文档段落:
__________
【云原生 | Kubernetes 系列】—Flink On Kubernetes Session集群部署
版权 本文为云篆录原创文章,转载无需和我联系,但请注明来自云篆录 https://www.yunzhuan.site
🥭 一: 概述
Flink核心是一个流式的数据流执行引擎,并且能够基于同一个Flink运行时,提供支持流处理和批处理两种类型应用。
其针对数据流的分布式计算提供了数据分布,数据通信及容错机制等功能。
🍎 二: Flink 运行模式
FLink on yarn 有三种运行模式:
yarn-session模式(Seesion Mode)
yarn-cluster模式(Per-Job Mode)
Application模式(Application Mode)
【温馨提示】Per-Job 模式(已弃用),Per-job 模式仅由 YARN 支持,并已在 Flink 1.15 中弃用。它将被丢弃在FLINK-26000中。
🍏 三: Flink on k8s实战操作
session模式
Flink Session 集群作为长时间运行的 Kubernetes Deployment 执行。你可以在一个Session 集群上运行多个 Flink 作业。每个作业都需要在集群部署完成后提交到集群。 Kubernetes 中的Flink Session 集群部署至少包含三个组件:
- 运行JobManager的部署
- TaskManagers池的部署
- 暴露JobManager 的REST 和 UI 端口的服务
创建和启动Session集群
1:创建flink conf configmap 资源
flink-configuration-configmap.yaml
apiVersion: v1
kind: ConfigMap
metadata:
name: flink-config
labels:
app: flink
data:
flink-conf.yaml: |+
jobmanager.rpc.address: flink-jobmanager
taskmanager.numberOfTaskSlots: 2
blob.server.port: 6124
jobmanager.rpc.port: 6123
taskmanager.rpc.port: 6122
queryable-state.proxy.ports: 6125
jobmanager.memory.process.size: 1600m
taskmanager.memory.process.size: 1728m
parallelism.default: 2
log4j-console.properties: |+
# This affects logging for both user code and Flink
rootLogger.level = INFO
rootLogger.appenderRef.console.ref = ConsoleAppender
rootLogger.appenderRef.rolling.ref = RollingFileAppender
# Uncomment this if you want to _only_ change Flink's logging
#logger.flink.name = org.apache.flink
#logger.flink.level = INFO
# The following lines keep the log level of common libraries/connectors on
# log level INFO. The root logger does not override this. You have to manually
# change the log levels here.
__________
练习说明:
1. 上方的 Flink 部署文章中，flink-conf.yaml 里哪些配置项名称以 port 或 ports 结尾？请逐一写出这些配置项及其取值。
2. 接着上方 Flink 部署文章的最后一行往下续写。
__________
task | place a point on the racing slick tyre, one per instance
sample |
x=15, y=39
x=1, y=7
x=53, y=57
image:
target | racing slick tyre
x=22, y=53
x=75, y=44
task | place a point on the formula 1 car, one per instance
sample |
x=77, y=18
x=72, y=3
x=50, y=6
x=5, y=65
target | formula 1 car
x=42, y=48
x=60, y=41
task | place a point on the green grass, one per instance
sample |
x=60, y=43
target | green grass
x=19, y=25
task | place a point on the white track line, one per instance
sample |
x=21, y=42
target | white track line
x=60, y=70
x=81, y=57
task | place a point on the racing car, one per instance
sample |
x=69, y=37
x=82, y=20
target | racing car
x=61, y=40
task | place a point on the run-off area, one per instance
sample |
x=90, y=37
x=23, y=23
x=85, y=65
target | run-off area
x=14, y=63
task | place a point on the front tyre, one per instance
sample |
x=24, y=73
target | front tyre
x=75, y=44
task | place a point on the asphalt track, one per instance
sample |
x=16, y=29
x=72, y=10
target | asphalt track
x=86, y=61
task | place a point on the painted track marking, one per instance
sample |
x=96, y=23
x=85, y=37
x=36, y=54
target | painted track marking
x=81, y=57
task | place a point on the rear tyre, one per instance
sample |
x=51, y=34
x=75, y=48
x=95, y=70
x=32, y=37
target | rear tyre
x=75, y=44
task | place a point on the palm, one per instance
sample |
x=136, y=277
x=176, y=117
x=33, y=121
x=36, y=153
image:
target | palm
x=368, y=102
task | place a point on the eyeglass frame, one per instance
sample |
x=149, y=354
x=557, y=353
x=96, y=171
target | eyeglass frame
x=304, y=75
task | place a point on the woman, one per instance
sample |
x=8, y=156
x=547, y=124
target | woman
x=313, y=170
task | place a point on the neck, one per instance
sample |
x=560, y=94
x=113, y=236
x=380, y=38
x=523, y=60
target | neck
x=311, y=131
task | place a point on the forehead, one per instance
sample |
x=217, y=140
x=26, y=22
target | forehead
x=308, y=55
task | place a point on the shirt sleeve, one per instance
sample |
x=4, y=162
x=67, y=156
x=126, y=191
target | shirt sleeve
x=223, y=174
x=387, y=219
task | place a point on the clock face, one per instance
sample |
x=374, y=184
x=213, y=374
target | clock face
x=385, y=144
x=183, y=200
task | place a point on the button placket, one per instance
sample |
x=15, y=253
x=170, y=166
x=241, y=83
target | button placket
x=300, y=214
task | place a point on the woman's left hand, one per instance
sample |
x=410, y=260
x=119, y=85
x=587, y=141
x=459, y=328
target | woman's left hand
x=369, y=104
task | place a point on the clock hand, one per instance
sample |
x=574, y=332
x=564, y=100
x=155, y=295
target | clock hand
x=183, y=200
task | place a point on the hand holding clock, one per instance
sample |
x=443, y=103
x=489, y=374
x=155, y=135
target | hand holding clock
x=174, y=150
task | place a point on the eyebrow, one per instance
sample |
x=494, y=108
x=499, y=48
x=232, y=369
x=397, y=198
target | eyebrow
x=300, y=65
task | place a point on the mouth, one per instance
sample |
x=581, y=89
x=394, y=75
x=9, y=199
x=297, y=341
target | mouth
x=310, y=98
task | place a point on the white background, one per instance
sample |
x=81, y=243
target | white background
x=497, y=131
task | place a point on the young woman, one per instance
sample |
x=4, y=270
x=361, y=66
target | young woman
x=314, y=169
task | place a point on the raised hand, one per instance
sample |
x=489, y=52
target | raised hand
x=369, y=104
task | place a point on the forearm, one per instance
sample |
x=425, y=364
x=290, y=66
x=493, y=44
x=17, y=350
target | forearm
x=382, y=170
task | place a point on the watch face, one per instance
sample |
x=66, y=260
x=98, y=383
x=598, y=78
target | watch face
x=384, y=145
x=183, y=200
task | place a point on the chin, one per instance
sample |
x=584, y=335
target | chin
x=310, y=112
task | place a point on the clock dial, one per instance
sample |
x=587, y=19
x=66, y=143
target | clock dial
__________
各题答案:
1.
- blob.server.port: 6124
- jobmanager.rpc.port: 6123
- taskmanager.rpc.port: 6122
- queryable-state.proxy.ports: 6125

2.
logger.akka.name = akka
logger.akka.level = INFO
logger.kafka.name= org.apache.kafka
logger.kafka.level = INFO
logger.hadoop.name = org.apache.hadoop
logger.hadoop.level = INFO
logger.zookeeper.name = org.apache.zookeeper
logger.zookeeper.level = INFO
# Log all infos to the console
appender.console.name = ConsoleAppender
appender.console.type = CONSOLE
appender.console.layout.type = PatternLayout
appender.console.layout.pattern = %d{yyyy-MM-dd HH:mm:ss,SSS} %-5p %-60c %x - %m%n
# Log all infos in the given rolling file
appender.rolling.name = RollingFileAppender
appender.rolling.type = RollingFile
appender.rolling.append = false
appender.rolling.fileName = ${sys:log.file}
appender.rolling.filePattern = ${sys:log.file}.%i
appender.rolling.layout.type = PatternLayout
appender.rolling.layout.pattern = %d{yyyy-MM-dd HH:mm:ss,SSS} %-5p %-60c %x - %m%n
appender.rolling.policies.type = Policies
appender.rolling.policies.size.type = SizeBasedTriggeringPolicy
appender.rolling.policies.size.size=100MB
appender.rolling.strategy.type = DefaultRolloverStrategy
appender.rolling.strategy.max = 10
# Suppress the irrelevant (wrong) warnings from the Netty channel handler
logger.netty.name = org.apache.flink.shaded.akka.org.jboss.netty.channel.DefaultChannelPipeline
logger.netty.level = OFF
log4j-cli.properties: |+
rootLogger.level = INFO
rootLogger.appenderRef.file.ref = FileAppender
# Log all infos in the given file
appender.file.name = FileAppender
appender.file.type = FILE
appender.file.append = false
appender.file.fileName = ${sys:log.file}
appender.file.layout.type = PatternLayout
appender.file.layout.pattern = %d{yyyy-MM-dd HH:mm:ss,SSS} %-5p %-60c %x - %m%n
# Log output from org.apache.flink.yarn to the console. This is used by the
# CliFrontend class when using a per-job YARN cluster.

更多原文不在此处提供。